**SUPPLIED PASSAGE**
Start of Block

But in contemporary political debate, it's not "pragmatic" science that is disputed. Christians don’t deny the existence of nuclear power or cell phones, nor do they doubt why they work. Rather, the contested issue is evolutionary theory, which is a very different kind of science. Rather than being a prediction of future events, evolutionary theory is an extrapolation from the present to the past — scientists' best guess as to why and how things might have happened in a time and place where observation and experimentation is impossible.
Moreover, quite unlike the rest of modern science, evolutionary theory does not formulate universal laws which are consistent over time and apply generally. Rather — as atheist philosophers Jerry Fodor and Massimo Piatelli-Palmerini argue in their controversial 2010 book, What Darwin Got Wrong — evolutionists create explanations for changes among specific populations. (These are sometimes disparagingly called "just so stories," after Kipling's fanciful tales of natural history.)
Science generally is the process of observing the natural world, hypothesizing as to the natural laws that determine observed phenomena, testing those hypotheses, and making testable predictions based on them. Evolutionists do not do this when they opine on the origins of mankind — their conclusions then are retrospective and contingent. They are engaged in natural history (albeit of a very sophisticated kind), which at its margins is not the same kind of science as physics and chemistry.

End of Block

**COMPLETE THE FOLLOWING**
a: Repeat part of the passage on evolutionary theory word for word, starting at "Moreover, quite unlike" and ending at "of natural history.)".
b: Carry on the passage on evolutionary theory from the point where it stops.
The material that comes next isn't needed for anything here.

[Saved dataset items]
Start of Block

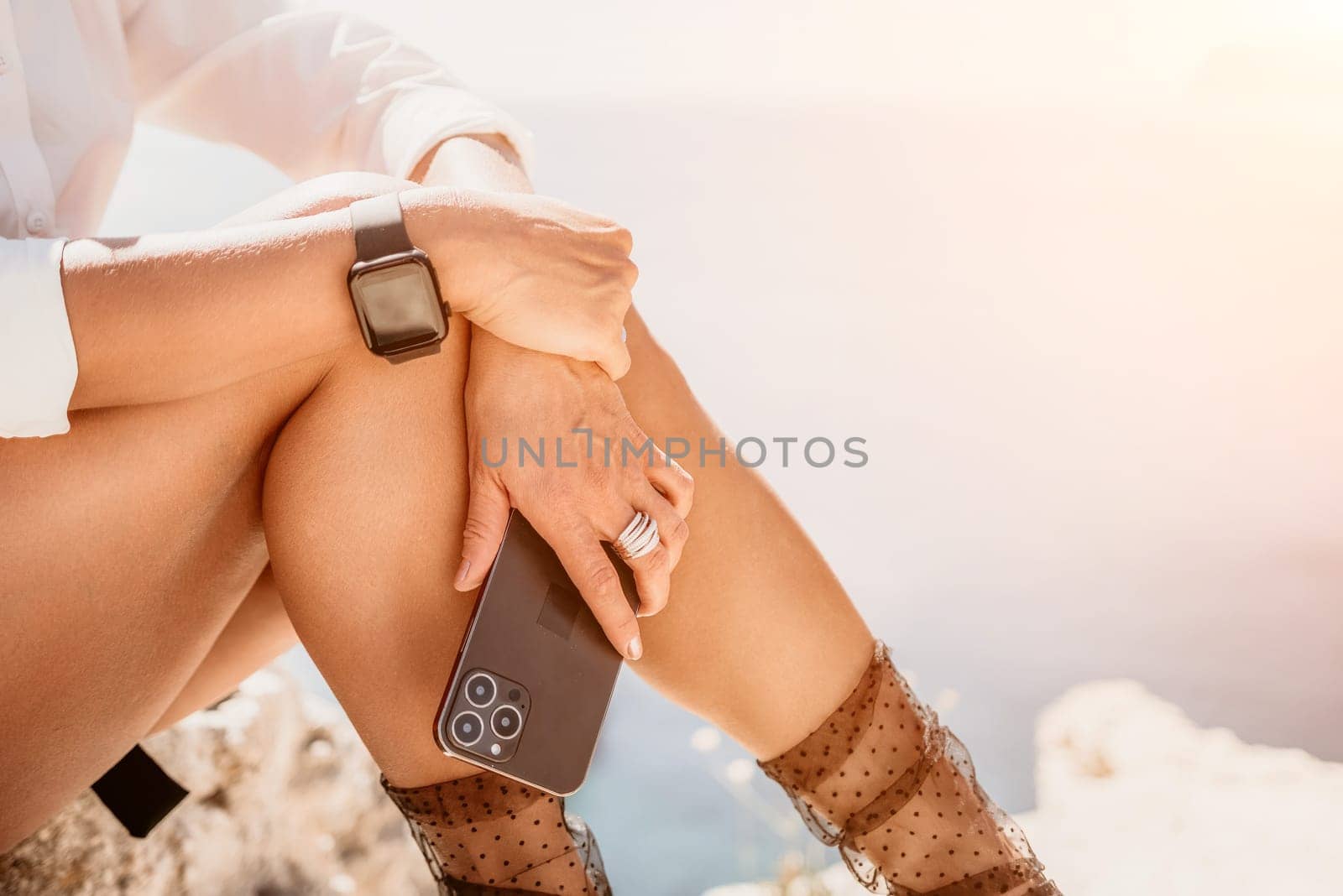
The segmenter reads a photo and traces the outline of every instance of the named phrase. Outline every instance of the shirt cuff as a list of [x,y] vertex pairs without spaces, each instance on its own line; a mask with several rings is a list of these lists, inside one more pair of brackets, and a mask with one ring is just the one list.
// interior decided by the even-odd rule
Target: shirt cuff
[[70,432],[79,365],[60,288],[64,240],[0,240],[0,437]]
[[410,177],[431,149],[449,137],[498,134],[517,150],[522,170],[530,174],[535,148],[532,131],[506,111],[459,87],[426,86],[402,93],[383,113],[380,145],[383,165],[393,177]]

End of Block
Start of Block

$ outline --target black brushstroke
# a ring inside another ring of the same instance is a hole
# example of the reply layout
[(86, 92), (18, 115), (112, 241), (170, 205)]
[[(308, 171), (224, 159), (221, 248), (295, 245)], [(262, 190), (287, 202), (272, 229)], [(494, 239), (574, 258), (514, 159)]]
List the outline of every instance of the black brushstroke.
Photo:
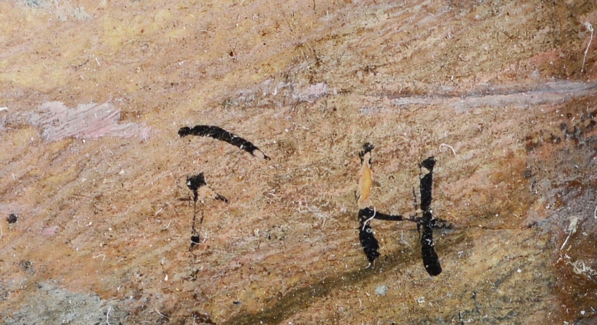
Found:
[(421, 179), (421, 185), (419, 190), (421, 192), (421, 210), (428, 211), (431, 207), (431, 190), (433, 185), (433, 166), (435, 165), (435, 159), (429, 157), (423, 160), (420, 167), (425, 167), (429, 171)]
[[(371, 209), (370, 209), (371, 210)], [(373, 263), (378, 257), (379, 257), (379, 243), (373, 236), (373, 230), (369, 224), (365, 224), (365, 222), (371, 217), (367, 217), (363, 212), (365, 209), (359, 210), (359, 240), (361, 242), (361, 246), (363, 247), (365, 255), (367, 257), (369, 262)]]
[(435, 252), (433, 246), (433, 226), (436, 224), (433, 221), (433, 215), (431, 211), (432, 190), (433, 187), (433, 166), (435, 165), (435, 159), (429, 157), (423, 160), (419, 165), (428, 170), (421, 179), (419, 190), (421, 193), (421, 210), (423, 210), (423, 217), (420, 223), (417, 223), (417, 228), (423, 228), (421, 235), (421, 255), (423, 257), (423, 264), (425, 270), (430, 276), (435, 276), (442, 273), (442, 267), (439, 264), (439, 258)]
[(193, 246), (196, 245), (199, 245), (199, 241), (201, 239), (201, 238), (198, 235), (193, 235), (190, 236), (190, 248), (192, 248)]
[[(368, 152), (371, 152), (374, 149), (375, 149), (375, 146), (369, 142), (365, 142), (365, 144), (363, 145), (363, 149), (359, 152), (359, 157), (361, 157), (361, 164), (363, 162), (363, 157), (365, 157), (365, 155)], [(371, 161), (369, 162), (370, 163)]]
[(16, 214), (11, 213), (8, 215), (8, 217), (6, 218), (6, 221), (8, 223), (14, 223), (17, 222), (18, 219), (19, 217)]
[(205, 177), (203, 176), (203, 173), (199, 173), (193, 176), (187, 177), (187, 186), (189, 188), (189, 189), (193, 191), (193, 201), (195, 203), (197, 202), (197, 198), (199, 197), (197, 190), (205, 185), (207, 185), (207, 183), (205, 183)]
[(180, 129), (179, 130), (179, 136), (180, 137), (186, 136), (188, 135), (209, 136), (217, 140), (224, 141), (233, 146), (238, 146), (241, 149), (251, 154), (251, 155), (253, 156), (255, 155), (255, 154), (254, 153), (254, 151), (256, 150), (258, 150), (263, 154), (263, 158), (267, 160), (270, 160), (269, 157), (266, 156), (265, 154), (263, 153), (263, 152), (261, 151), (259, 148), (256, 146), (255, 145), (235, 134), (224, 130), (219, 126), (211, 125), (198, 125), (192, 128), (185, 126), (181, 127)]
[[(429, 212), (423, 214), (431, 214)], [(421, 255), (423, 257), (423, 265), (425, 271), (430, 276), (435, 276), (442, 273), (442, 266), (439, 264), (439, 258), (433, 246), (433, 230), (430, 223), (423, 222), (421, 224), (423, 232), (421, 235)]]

End of Block

**RESPONSES TO THE TASKS**
a:
Moreover, quite unlike the rest of modern science, evolutionary theory does not formulate universal laws which are consistent over time and apply generally. Rather — as atheist philosophers Jerry Fodor and Massimo Piatelli-Palmerini argue in their controversial 2010 book, What Darwin Got Wrong — evolutionists create explanations for changes among specific populations. (These are sometimes disparagingly called "just so stories," after Kipling's fanciful tales of natural history.)

b:
Does this distinction justify Christians' concerns about evolution? Like science generally, evolutionary theory insists on accepting only natural explanations for natural phenomenon, rejecting any supernatural explanations. Science is, after all, the investigation of the natural world, so this makes perfect sense — but it also explains why, when scientists reach the edges of their discipline, their speculations about things like the nature of human consciousness, moral impulses, religious belief, etc., are less worthy of deference than heartland science. At that point, their conclusions rely as much on their own views of the human condition as they do observations of nature. Such opinions were generated far outside the archetypal laboratory and are far from the "pragmatism" that Prof. Worthen mistakes for all science.
I don’t question that genetic mutation takes place, or that the fittest tend to survive, or other evolutionary maxims (even though these matters remain uncertain in many particulars). But I do question the implications often drawn from those premises — because those implications are drawn insisting that all aspects of human existence must be understood and explained solely in naturalistic terms. It is this insistence, not anything necessitated by the scientific method, which leads science to assert confidently that evolution's historical claims must be correct even though they are so improbable.
Evolutionists take after Sherlock Holmes: 'Once you eliminate the supernatural, whatever remains, no matter how improbable, must be the truth.' But why eliminate the supernatural in our understanding of the creation of man? Evolutionists' answer to that question, I'm afraid, is motivated neither by the necessity of “pragmatism” nor by the purity of their search for truth — but by a distaste for religious authority. And that choice, far from being an objective and neutral one, is one of those presuppositions that we must heed as we evaluate the claims of “science.”